• _Assigned task 1_: From the article on the JonBenet Ramsey indictments, copy the part that opens with the words containing "Former prosecutor and" and closes with "basis of indictments.".
• _Assigned task 2_: In the article on the JonBenet Ramsey indictments, how many pages in all did Lowenbach's order mention?
• _Assigned task 3_: Pick up the article on the JonBenet Ramsey indictments after its last sentence and keep writing.

• _Document extract_:
"Given the publicity that's been out there," he said, "many people have formed their opinions one way or another."
Former prosecutor and law professor Karen Steinhauser said grand juries sometimes hear evidence that won't be admitted during trial but that can form the basis of indictments.
She added, though, that prosecutors must have a good-faith belief that they can prove a case beyond a reasonable doubt before pursuing charges.
"I'm not sure that the release of this indictment is going to change the fact that there has not been able to be a prosecution and probably won't be able to be a prosecution," she said.
David Lane, a defense attorney who was not involved in the case, said the indictments could have been an attempt to force the parents to turn against each other, which he said was unlikely because both were protected by laws that limit testimony of one spouse against another.
"Somebody killed JonBenet Ramsey," Lane said. "It sounds like they were accused of aiding and abetting each other, with the hope [that] someone would crack and break. That didn't happen, and prosecutors may have decided not to go forward."
The Daily Camera reported earlier this year that the grand jury had issued the indictments. The actual documents were released Friday in response to a lawsuit by Daily Camera reporter Charlie Brennan and the Reporters Committee for Freedom of the Press.
Boulder County District Attorney Stan Garnett determined that the release would not violate grand jury secrecy rules, and transferred the documents to Robert Lowenbach, a retired Weld County judge, for review.
Lowenbach said Wednesday that only pages signed by the grand jury foreman would be releasable as official actions of the jury. His order mentioned 18 pages in all - nine relating to each of JonBenet's parents. Four pages -- two each relating to the parents -- were released Friday.

• _Data excerpts_:
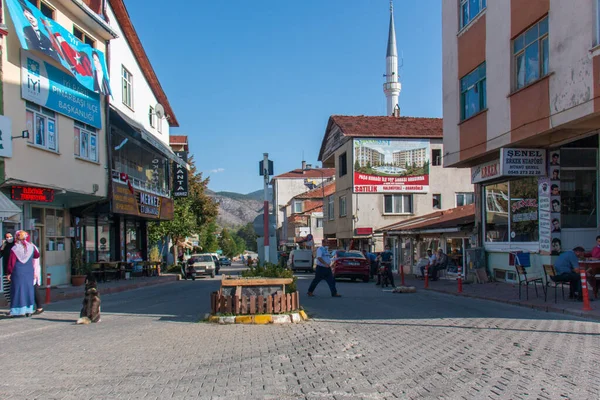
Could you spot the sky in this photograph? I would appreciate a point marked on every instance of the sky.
(251, 77)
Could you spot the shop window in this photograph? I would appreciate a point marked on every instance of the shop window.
(86, 142)
(41, 124)
(397, 204)
(511, 211)
(463, 199)
(578, 188)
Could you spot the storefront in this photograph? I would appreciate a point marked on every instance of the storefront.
(549, 206)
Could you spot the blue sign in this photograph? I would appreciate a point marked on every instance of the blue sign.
(36, 32)
(50, 87)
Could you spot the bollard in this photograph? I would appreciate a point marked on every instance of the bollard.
(584, 291)
(402, 273)
(48, 279)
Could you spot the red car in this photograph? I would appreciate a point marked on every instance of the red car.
(350, 264)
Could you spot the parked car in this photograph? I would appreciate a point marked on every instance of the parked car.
(350, 264)
(225, 261)
(202, 264)
(300, 260)
(217, 263)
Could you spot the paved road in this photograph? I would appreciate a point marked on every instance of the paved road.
(369, 344)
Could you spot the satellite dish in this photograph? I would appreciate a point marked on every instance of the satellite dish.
(159, 110)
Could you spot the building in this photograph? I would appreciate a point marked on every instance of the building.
(304, 214)
(530, 138)
(290, 184)
(55, 169)
(367, 199)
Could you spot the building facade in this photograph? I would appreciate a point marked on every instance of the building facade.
(370, 197)
(529, 134)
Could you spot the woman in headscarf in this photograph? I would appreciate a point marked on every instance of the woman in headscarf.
(21, 273)
(5, 251)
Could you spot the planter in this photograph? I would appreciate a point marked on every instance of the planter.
(77, 280)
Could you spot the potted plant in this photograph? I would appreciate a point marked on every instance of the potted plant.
(79, 267)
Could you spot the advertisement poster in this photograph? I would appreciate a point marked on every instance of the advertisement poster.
(391, 165)
(86, 64)
(48, 86)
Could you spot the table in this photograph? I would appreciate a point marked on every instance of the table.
(592, 268)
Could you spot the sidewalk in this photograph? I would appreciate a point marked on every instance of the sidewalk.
(71, 292)
(509, 293)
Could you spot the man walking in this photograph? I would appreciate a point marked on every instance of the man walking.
(323, 271)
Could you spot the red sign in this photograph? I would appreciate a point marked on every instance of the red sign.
(23, 193)
(363, 231)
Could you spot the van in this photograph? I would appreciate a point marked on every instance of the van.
(301, 260)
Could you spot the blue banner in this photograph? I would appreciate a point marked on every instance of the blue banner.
(36, 32)
(49, 86)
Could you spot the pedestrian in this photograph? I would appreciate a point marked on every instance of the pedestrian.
(5, 251)
(21, 273)
(323, 271)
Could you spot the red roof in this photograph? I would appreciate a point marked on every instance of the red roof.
(309, 173)
(453, 217)
(383, 127)
(317, 193)
(118, 7)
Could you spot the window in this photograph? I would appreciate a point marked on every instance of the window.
(343, 164)
(342, 206)
(578, 188)
(46, 10)
(86, 142)
(436, 157)
(437, 201)
(473, 93)
(151, 116)
(511, 211)
(127, 80)
(84, 37)
(297, 206)
(41, 124)
(463, 199)
(397, 203)
(331, 208)
(469, 9)
(530, 52)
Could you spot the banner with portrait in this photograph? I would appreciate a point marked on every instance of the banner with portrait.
(38, 33)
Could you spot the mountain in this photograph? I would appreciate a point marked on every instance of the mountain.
(237, 209)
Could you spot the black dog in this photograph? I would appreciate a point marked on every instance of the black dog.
(90, 312)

• _Task result 1_:
Former prosecutor and law professor Karen Steinhauser said grand juries sometimes hear evidence that won't be admitted during trial but that can form the basis of indictments.

• _Task result 2_: 18 pages

• _Task result 3_:
John Ramsey did not return a call seeking comment for this report.
In 2006, a globe-hopping school teacher was arrested in Thailand after falsely claiming to have killed JonBenet. Then-District Attorney Mary Lacy cleared the Ramseys in 2008, based on new DNA testing that suggested the killer was a stranger, not a family member.
Over the years, some experts have suggested that investigators botched the case so thoroughly that it might never be solved.
Earlier this week, John Ramsey asked officials to release the entire grand jury record if the unprosecuted indictment was made public. However, Lowenbach said transcripts of grand jury proceedings and evidence presented to it are not considered official action under the law governing criminal court records. He also said releasing such information could hurt other grand juries, whose work is secret.
Ramsey attorney Wood has said he's confident that no evidence in the grand jury case implicated the Ramsey family and that members of the public should be able to see that for themselves.